DIRECTION —
Could you continue the news report about the Chinese student who paid an impostor to take her English-language exam, starting after its last line?

TEXT SHOWN —
####

Leyi Huang Chinese student
Pictured, Leyi Huang Chinese student. Erie County Police bookings.

Leyi Huang Chinese student pleads guilty to conspiracy to defraud the United States after paying $3000 for an imposter to take her English language college entrance exams to get into top ivy league college. 

Leyi Huang a 21 year old Chinese student is set to be deported after pleading guilty to paying $3K to have an impostor take an English-language college entrance exam that helped her land a spot at a top American university.

Appearing at a Boston federal court on Monday, Huang following her guilty plea was sentenced to time served along with agreed to be deported immediately. The sentencing follows the woman pleading guilty to conspiracy to defraud the United States reported Reuters.

Huang had potentially faced up to five years in jail before U.S. District Judge Dennis Saylor agreed to sentence the woman to time already served.

Huang told authorities she paid $3,000 and mailed her Chinese passport to an address in Massachusetts to have Yue Wang, 25, take the Test of English as a Foreign Language (TOEFL) exam to help her get into Penn State University- Behrend.

Wang, a student at the Hult International Business School in Cambridge, also signed on to take the test for two other students as part of a similar scheme to help them get into Northeastern University and Arizona State University, collecting $7,000 in total..

The Boston Globe reported identified those two other students as 24-year-old Shikun Zhang and 21-year-old Xiaomeng Cheng.

The payoff comes after Huang previously failed the exam after taking it on her own. Following Wang taking the exam and passing in March 2016, the Chinese student was soon after accepted into the ivy league school in Erie, Pa., and handed a student visa. 

All four people were arrested on immigration-related charges in May of last year with the two other women – who were also issued student visas after being admitted into universities – receiving similar punishments.

Officials said Wang was arrested in November and is now set to be sentenced April 25.

A regard of Wang’s LinkedIn profile, showed the 25 year old had been working for DoubleBridge, a small software developer and IT solutions provider, as a project manager for the past seven months since November of 2016. Her Linkedln profile told of her graduating from Hult in August of 2017.. Before going to Hult, Wang had worked in Shanghai for just over two years as an account coordinator for the MCI Group, an events company. She is originally from Sichuan, China, and went to Mianyang High School and studied at Shanghai Business School.

Yue Wang
Pictured, Yue Wang. Image via Linkedln.

Leyi Huang Chinese student imposter scheme: Just the one that got caught?

####

SUPPLIED RECORDS —

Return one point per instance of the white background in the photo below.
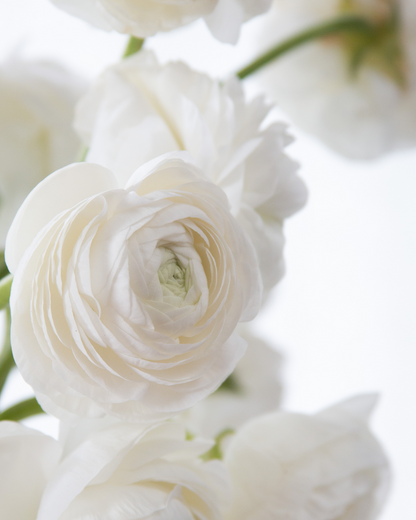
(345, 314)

####

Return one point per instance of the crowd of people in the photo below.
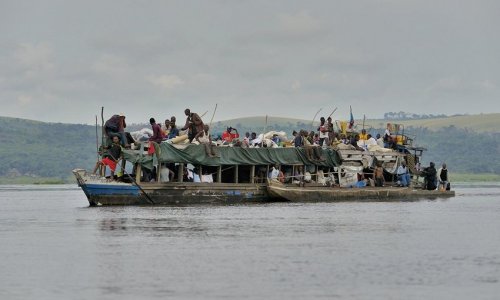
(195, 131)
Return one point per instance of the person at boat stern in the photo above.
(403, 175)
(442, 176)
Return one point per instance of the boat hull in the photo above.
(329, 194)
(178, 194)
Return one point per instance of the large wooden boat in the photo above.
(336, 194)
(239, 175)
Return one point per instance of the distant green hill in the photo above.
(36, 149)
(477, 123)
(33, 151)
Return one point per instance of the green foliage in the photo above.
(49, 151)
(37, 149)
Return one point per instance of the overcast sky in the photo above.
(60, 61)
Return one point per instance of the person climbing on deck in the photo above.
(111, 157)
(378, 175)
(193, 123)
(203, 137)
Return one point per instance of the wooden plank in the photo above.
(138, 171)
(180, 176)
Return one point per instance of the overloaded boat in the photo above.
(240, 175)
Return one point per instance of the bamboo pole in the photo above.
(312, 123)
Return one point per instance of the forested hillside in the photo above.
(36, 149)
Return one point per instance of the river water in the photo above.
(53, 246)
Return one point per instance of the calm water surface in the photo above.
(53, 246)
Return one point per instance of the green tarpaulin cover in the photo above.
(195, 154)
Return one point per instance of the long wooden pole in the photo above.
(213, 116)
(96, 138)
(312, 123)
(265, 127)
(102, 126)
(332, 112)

####

FINAL ANSWER —
‘Illegal schemes to circumvent the TOEFL exam jeopardize both academic integrity and our country’s student visa program,’ said William B. Weinreb, acting U.S. Attorney, following the arrests.

‘The TOEFL exam ensures that international students have adequate English language skills to succeed in higher education programs in the United States. It also helps maintain the security of our borders and immigration system,’ he added. ‘By effectively purchasing passing scores, they violated the rules and regulations of the exam, taking spots at U.S. colleges and universities that could have gone to others.’

The fall-out comes as China has become increasingly affluent, as more Chinese students continue to enrolling in U.S. colleges and universities, attracted by the prospect of a prestigious American education and good jobs.

Huang’s case is just part of growing fraud perpetuated highly organized rings of college-admission-exams imposters in the US.

Reported the Atlantic, ‘In these schemes, brokers in China are using computer-enhanced photography to create nearly undetectable fake passports for schemes that allow imposters to take a range of tests—including the SAT, the GRE, and the TOEFL for students across the globe.’

In 2015, 15 Chinese nationals were indicted on charges of conspiring to defraud the nonprofit Educational Testing Service and the College Board by having impostors take the TOEFL, the Scholastic Aptitude Test (SAT), and the Graduate Record Examination (GRE). At least 30 — and reports suggested many more — Chinese nationals were accused of cheating last year at the University of Iowa through the use of essay writers and test takers.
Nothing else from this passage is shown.